## EXERCISE PROMPT
Transcribe the dance review, starting with "Not at All Topless is a collaborative" and going on through "and gendered themes.".

## GIVEN TEXT
===
Reviewed by Felicity Molloy, 21 Feb 2013

Not at All Topless is a must-see Fringe event. You will catch glimpses of several artists in the making, a host of committed and provocative performers, and the generous dancing of choreographer Katie Burton. Director Jessie McCall is a gentle force to be reckoned with. Her choreographic ingenuity is imaginative and precise. She creates and directs work that consistently sets about to explore all kinds of relational perspectives that new contemporary dance makes with day-to-day life. Her latest endeavour, set in what is becoming her Auckland home base theatre, TAPAC, fills the space with provocative movement statements and thoughtful imagery.
Not at All Topless is a collaborative programme hooked together by performance transitions and props including a mobile piano included and gorgeously played by Flavio Villani, multiple changes of tops, dialogue, musical switches, and running adventures harnessed in film.  Of particular note is the eccentric weave of McCall's dances and Paloma Schneiderman's film clips of colourful crayons melted by a hair dryer -- t-shirt design visuals as recurrent backdrops to an ongoing story of mental anguish. European inflections and subtitled texts throughout suggest that the show as a whole could be considered durational dance  - providing a progressive collage with the pace sufficiently slowed to reveal deeper social and gendered themes.
===
## DATA LISTING
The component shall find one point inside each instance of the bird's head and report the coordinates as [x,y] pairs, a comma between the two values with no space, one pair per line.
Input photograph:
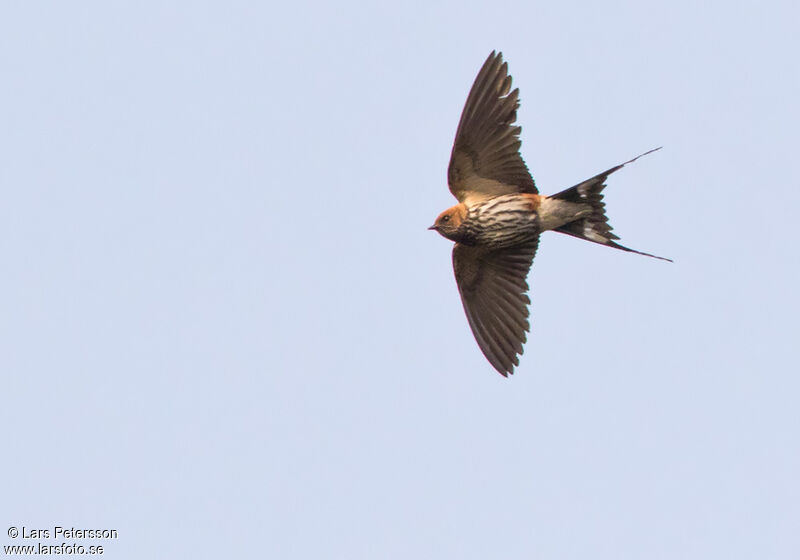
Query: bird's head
[449,222]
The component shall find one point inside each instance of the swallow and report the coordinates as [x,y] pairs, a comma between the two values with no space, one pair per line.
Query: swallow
[500,215]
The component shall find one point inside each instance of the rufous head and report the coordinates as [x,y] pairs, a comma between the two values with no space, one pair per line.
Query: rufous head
[449,221]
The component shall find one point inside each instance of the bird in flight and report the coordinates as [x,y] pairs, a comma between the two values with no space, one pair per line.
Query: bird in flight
[500,215]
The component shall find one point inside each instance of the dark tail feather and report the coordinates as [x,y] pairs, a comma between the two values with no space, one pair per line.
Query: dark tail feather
[595,227]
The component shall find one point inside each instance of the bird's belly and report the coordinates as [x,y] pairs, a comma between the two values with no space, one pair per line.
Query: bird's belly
[502,223]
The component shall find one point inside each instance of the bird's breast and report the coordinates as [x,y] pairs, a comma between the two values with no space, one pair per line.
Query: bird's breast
[503,221]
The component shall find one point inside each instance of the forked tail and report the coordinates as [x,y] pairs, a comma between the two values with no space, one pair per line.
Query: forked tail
[595,226]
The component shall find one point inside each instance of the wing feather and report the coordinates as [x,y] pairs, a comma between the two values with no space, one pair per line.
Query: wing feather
[485,161]
[493,287]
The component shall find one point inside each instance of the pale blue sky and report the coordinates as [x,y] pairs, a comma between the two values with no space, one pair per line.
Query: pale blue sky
[225,330]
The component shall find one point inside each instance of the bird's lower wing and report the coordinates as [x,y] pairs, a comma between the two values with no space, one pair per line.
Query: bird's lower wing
[493,287]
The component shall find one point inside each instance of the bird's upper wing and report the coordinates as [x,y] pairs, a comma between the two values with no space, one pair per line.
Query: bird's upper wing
[492,284]
[485,161]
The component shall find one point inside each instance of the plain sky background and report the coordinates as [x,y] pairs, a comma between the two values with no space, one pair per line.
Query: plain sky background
[226,332]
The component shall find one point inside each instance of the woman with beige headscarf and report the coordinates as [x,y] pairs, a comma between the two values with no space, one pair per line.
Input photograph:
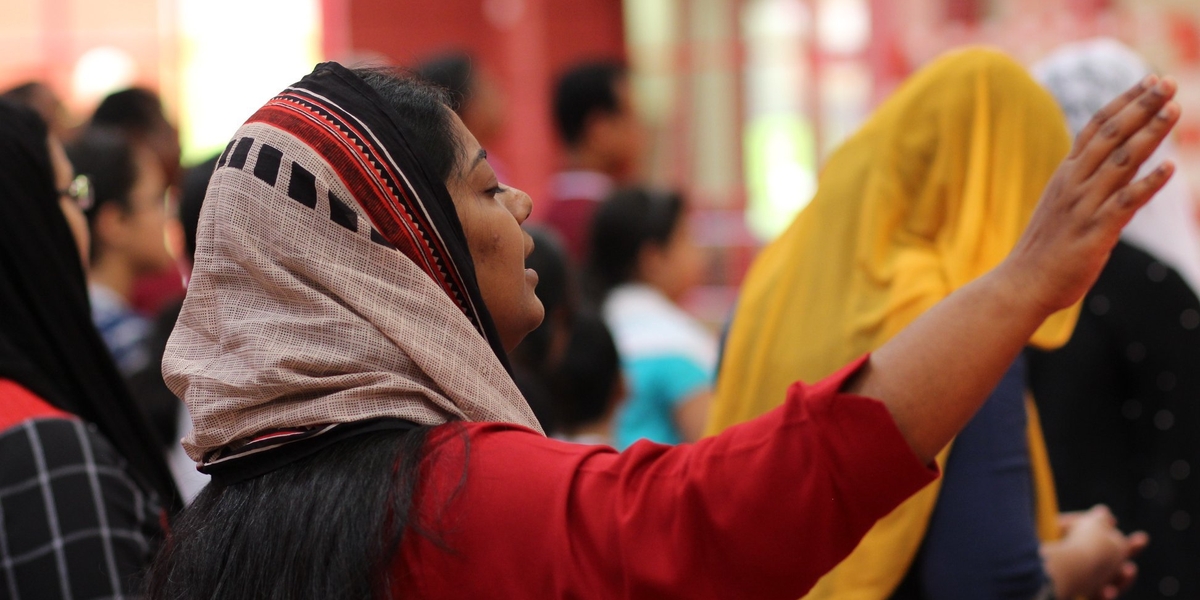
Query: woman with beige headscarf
[359,280]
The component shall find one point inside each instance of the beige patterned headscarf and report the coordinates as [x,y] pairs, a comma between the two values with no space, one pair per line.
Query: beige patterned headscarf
[333,281]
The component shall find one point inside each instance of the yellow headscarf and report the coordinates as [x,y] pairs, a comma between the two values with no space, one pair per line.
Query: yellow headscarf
[933,192]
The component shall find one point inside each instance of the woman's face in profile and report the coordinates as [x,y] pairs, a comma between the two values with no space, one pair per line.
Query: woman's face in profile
[491,216]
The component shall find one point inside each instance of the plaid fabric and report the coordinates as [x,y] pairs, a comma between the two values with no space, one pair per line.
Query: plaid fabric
[73,525]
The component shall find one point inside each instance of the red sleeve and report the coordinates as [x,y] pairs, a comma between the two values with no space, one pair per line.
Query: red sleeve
[18,405]
[761,510]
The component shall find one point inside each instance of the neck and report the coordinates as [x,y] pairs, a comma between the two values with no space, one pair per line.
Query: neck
[115,275]
[601,429]
[583,159]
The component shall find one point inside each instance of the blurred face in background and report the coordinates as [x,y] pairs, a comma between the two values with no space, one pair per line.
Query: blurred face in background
[147,217]
[71,210]
[673,268]
[135,233]
[619,137]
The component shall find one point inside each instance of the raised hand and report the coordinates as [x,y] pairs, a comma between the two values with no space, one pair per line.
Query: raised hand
[1093,559]
[1092,196]
[936,373]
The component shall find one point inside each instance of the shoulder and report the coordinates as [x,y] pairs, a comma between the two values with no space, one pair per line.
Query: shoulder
[18,405]
[645,323]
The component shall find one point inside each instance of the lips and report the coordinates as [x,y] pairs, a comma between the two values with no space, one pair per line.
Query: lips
[529,245]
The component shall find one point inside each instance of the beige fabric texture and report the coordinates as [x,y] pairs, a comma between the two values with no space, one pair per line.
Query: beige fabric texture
[292,319]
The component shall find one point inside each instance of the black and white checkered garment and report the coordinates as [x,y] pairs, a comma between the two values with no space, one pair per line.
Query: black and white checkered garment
[73,525]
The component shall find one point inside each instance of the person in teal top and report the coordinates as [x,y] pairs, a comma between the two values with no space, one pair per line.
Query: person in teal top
[642,261]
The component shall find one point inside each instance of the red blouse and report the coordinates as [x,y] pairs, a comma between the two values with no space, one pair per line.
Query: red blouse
[761,510]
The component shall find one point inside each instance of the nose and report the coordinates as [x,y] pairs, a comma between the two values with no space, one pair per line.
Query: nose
[520,204]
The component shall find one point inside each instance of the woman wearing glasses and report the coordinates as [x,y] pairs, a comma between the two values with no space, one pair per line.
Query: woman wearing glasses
[82,481]
[126,221]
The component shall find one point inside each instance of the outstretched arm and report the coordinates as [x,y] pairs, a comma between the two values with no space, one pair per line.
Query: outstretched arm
[937,372]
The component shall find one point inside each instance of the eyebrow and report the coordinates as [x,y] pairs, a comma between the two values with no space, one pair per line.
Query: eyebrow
[480,156]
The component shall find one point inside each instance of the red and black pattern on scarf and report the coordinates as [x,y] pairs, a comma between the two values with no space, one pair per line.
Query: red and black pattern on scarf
[378,186]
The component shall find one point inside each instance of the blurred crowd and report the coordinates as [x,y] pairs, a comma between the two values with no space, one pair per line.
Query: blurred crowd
[1102,412]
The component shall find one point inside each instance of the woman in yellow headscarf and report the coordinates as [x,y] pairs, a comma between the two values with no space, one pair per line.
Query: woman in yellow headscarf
[933,192]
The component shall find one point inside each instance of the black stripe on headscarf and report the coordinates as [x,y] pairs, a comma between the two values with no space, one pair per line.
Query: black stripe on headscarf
[48,342]
[359,101]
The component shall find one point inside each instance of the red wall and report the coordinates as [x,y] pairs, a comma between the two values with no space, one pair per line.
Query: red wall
[525,43]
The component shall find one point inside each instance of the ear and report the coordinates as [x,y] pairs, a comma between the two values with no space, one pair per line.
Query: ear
[108,226]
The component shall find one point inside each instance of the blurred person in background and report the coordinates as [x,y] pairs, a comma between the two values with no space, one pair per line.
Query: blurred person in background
[127,222]
[641,264]
[540,353]
[604,141]
[1121,402]
[83,484]
[147,384]
[935,190]
[343,346]
[41,99]
[474,95]
[138,113]
[587,385]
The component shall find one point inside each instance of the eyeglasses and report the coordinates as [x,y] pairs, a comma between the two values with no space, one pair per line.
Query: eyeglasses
[79,191]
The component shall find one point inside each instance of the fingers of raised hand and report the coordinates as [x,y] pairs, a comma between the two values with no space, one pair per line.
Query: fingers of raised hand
[1125,161]
[1103,143]
[1109,111]
[1121,205]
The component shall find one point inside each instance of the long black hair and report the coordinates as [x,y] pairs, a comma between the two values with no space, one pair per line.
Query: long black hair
[107,156]
[329,525]
[627,222]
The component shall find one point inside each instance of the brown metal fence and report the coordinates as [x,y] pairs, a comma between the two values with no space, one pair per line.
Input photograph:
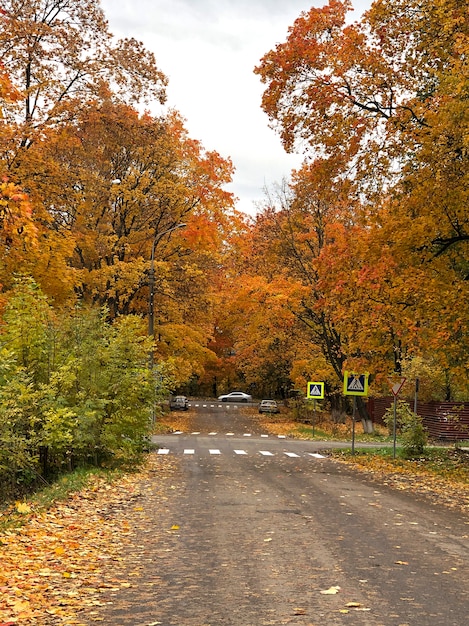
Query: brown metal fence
[443,420]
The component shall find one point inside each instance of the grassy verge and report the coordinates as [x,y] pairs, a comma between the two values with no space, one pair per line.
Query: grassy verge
[441,463]
[14,514]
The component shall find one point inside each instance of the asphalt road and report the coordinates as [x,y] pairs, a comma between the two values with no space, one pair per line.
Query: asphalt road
[257,530]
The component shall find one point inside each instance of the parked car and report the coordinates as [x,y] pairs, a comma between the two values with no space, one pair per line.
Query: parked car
[268,406]
[179,403]
[235,396]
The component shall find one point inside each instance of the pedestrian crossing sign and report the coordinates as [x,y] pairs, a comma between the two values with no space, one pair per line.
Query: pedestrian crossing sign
[355,384]
[315,390]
===
## FINISHED ANSWER
Not at All Topless is a collaborative programme hooked together by performance transitions and props including a mobile piano included and gorgeously played by Flavio Villani, multiple changes of tops, dialogue, musical switches, and running adventures harnessed in film.  Of particular note is the eccentric weave of McCall's dances and Paloma Schneiderman's film clips of colourful crayons melted by a hair dryer -- t-shirt design visuals as recurrent backdrops to an ongoing story of mental anguish. European inflections and subtitled texts throughout suggest that the show as a whole could be considered durational dance  - providing a progressive collage with the pace sufficiently slowed to reveal deeper social and gendered themes.